* start RECORDS FOR PROCESSING *

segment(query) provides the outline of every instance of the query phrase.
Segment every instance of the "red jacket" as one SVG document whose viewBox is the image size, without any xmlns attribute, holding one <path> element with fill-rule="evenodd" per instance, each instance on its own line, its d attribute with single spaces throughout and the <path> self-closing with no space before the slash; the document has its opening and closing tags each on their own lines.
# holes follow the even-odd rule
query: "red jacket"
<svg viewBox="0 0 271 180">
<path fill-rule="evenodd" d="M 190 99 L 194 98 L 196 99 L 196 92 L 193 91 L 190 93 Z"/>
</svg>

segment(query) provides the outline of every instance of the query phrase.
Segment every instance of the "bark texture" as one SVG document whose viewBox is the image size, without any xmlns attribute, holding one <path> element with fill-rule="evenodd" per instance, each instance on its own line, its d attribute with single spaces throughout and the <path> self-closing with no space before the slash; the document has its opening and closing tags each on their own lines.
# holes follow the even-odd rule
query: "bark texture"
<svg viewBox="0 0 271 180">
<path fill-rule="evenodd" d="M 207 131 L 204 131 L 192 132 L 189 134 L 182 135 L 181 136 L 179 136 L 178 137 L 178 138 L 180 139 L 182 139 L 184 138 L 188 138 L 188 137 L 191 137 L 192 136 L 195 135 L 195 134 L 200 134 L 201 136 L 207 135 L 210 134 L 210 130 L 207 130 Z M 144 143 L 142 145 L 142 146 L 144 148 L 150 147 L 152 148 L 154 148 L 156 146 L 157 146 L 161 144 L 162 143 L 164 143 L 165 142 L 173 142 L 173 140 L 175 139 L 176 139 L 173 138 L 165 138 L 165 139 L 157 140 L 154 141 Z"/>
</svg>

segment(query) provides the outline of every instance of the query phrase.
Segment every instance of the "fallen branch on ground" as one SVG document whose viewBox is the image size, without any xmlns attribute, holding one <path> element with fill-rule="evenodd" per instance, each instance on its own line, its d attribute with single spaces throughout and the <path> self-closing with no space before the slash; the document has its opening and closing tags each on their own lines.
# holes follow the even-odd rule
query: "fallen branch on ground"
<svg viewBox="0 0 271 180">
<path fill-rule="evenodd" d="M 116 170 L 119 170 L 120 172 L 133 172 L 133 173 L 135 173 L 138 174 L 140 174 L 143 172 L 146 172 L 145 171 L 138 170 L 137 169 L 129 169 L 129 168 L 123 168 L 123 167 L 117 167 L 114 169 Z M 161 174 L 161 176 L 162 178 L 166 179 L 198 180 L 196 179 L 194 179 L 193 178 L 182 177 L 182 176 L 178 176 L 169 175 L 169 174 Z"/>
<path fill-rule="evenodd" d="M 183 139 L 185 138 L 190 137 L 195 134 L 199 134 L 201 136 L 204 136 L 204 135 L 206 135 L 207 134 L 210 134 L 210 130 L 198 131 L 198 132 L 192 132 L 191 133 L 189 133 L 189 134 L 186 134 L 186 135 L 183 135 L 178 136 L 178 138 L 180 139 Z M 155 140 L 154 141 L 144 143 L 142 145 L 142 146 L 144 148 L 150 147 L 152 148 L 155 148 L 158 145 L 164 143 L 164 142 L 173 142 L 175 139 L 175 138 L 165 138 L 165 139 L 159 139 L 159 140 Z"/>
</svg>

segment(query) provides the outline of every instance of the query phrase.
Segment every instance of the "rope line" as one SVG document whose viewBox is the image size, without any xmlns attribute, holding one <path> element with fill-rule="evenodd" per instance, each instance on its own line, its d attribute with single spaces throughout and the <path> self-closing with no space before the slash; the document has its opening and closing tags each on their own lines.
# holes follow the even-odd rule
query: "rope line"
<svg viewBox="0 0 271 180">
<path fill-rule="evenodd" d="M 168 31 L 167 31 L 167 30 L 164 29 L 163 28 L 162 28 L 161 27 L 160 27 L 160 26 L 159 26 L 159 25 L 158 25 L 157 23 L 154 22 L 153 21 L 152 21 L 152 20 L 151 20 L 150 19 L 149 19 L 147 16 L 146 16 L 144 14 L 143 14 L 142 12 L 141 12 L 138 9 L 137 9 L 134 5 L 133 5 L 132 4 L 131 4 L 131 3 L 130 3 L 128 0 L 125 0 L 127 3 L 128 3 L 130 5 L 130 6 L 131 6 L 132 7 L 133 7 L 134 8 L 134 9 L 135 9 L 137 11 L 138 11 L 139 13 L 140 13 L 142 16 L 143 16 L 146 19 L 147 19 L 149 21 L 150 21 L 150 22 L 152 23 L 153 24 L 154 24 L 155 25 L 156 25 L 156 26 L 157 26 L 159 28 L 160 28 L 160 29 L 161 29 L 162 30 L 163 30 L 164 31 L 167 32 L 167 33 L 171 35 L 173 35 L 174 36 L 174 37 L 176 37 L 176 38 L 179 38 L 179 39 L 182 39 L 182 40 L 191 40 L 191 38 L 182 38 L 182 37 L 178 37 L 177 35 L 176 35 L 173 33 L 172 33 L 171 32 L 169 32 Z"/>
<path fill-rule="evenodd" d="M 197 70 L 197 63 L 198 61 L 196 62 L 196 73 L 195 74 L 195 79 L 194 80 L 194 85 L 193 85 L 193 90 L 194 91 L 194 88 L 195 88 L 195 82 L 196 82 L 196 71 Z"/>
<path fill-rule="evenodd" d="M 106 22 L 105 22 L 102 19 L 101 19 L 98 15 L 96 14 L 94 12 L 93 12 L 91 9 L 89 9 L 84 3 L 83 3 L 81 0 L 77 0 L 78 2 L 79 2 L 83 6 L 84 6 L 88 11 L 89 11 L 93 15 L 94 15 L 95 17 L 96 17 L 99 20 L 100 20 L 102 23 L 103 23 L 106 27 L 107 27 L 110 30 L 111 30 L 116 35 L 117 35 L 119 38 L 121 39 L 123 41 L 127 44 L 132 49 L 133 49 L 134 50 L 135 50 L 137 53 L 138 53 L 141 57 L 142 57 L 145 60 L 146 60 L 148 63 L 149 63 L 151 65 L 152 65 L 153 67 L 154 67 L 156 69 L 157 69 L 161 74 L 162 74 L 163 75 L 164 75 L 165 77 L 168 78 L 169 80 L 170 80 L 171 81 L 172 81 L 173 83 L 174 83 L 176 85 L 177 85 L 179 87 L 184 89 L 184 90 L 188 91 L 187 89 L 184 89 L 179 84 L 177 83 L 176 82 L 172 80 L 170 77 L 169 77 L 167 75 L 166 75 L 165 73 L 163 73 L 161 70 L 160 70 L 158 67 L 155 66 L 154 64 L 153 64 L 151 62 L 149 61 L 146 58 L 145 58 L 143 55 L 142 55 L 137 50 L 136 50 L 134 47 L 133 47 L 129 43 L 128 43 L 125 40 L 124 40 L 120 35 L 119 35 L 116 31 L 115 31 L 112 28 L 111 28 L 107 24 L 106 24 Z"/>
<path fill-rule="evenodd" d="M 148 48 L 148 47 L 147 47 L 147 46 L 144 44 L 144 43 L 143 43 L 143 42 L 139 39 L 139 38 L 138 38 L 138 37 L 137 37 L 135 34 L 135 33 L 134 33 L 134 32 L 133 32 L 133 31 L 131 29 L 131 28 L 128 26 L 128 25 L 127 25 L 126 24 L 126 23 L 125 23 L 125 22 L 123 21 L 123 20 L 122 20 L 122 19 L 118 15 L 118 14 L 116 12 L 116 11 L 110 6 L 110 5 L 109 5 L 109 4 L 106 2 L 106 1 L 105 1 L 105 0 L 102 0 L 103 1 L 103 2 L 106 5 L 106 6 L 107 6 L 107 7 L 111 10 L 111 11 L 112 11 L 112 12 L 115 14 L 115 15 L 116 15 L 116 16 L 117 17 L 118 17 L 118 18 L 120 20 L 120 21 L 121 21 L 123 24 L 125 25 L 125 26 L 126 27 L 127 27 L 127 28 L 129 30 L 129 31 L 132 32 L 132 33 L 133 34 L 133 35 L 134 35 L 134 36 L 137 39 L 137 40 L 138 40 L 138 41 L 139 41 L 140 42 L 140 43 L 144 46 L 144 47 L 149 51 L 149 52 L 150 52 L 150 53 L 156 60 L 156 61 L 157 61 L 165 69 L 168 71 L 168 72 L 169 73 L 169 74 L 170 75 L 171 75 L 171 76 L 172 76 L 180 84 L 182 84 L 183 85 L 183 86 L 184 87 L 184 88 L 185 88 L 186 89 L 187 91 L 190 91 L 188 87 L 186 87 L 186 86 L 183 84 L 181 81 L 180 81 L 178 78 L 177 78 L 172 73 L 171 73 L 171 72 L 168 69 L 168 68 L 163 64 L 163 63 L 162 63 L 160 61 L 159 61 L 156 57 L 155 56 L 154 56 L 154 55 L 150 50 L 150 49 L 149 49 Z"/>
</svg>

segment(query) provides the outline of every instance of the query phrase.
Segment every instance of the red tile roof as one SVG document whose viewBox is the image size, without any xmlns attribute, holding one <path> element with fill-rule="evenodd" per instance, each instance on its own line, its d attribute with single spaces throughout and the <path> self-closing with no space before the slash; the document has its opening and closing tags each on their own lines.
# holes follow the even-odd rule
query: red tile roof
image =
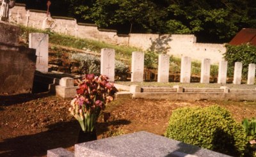
<svg viewBox="0 0 256 157">
<path fill-rule="evenodd" d="M 242 29 L 229 42 L 229 44 L 237 45 L 247 43 L 256 45 L 256 29 Z"/>
</svg>

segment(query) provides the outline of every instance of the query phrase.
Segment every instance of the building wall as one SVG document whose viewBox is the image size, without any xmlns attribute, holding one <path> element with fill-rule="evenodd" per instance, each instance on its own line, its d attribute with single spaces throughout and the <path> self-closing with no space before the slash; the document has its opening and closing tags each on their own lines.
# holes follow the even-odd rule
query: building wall
<svg viewBox="0 0 256 157">
<path fill-rule="evenodd" d="M 29 11 L 29 17 L 26 13 Z M 19 16 L 17 16 L 19 15 Z M 19 18 L 18 18 L 19 17 Z M 202 60 L 204 58 L 211 59 L 215 64 L 223 59 L 223 54 L 226 52 L 223 44 L 196 43 L 193 34 L 134 34 L 128 36 L 120 36 L 115 30 L 99 30 L 93 24 L 77 24 L 74 19 L 58 17 L 51 15 L 47 17 L 45 11 L 26 10 L 24 4 L 17 4 L 10 10 L 10 22 L 18 23 L 38 29 L 50 29 L 52 31 L 75 36 L 81 38 L 88 38 L 105 41 L 116 45 L 129 45 L 147 50 L 154 41 L 165 36 L 170 47 L 168 54 L 177 57 L 188 56 L 193 60 Z M 28 23 L 28 25 L 27 25 Z M 164 45 L 163 45 L 164 46 Z"/>
</svg>

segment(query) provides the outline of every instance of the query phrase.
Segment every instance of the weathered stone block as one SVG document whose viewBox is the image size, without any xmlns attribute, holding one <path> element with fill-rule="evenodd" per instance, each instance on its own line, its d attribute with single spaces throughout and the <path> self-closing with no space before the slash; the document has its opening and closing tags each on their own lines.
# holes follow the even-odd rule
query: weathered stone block
<svg viewBox="0 0 256 157">
<path fill-rule="evenodd" d="M 73 98 L 76 93 L 78 87 L 63 87 L 56 86 L 55 87 L 56 94 L 65 99 Z"/>
<path fill-rule="evenodd" d="M 138 85 L 131 85 L 131 86 L 130 86 L 130 92 L 131 93 L 141 93 L 141 87 Z"/>
<path fill-rule="evenodd" d="M 71 77 L 63 77 L 60 80 L 60 86 L 63 87 L 74 87 L 74 80 Z"/>
<path fill-rule="evenodd" d="M 0 43 L 0 94 L 31 93 L 36 59 L 35 49 Z"/>
<path fill-rule="evenodd" d="M 132 52 L 131 82 L 143 82 L 144 53 Z"/>
<path fill-rule="evenodd" d="M 9 45 L 19 45 L 20 28 L 9 22 L 0 21 L 0 43 Z"/>
<path fill-rule="evenodd" d="M 115 81 L 115 58 L 114 49 L 101 49 L 100 74 L 108 77 L 109 81 Z"/>
</svg>

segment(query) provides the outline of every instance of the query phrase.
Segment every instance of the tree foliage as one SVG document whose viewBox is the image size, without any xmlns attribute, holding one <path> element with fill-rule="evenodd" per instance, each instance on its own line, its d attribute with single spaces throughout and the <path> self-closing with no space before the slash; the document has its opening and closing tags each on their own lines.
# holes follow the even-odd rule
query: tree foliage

* end RECORDS FOR PROCESSING *

> [GOAL]: Return every line of the records above that contains the word "block", matching its case exactly.

> [FINAL RESULT]:
Segment every instance of the weathered stone block as one SVG document whose viewBox is the image size, without any xmlns attribute, holding one <path> element with fill-rule="evenodd" per instance, each instance on its own line, its d attribute with single spaces throughout and the <path> self-closing with no space before the slash; the document has its opening and closing tags each on their own lines.
query: weathered stone block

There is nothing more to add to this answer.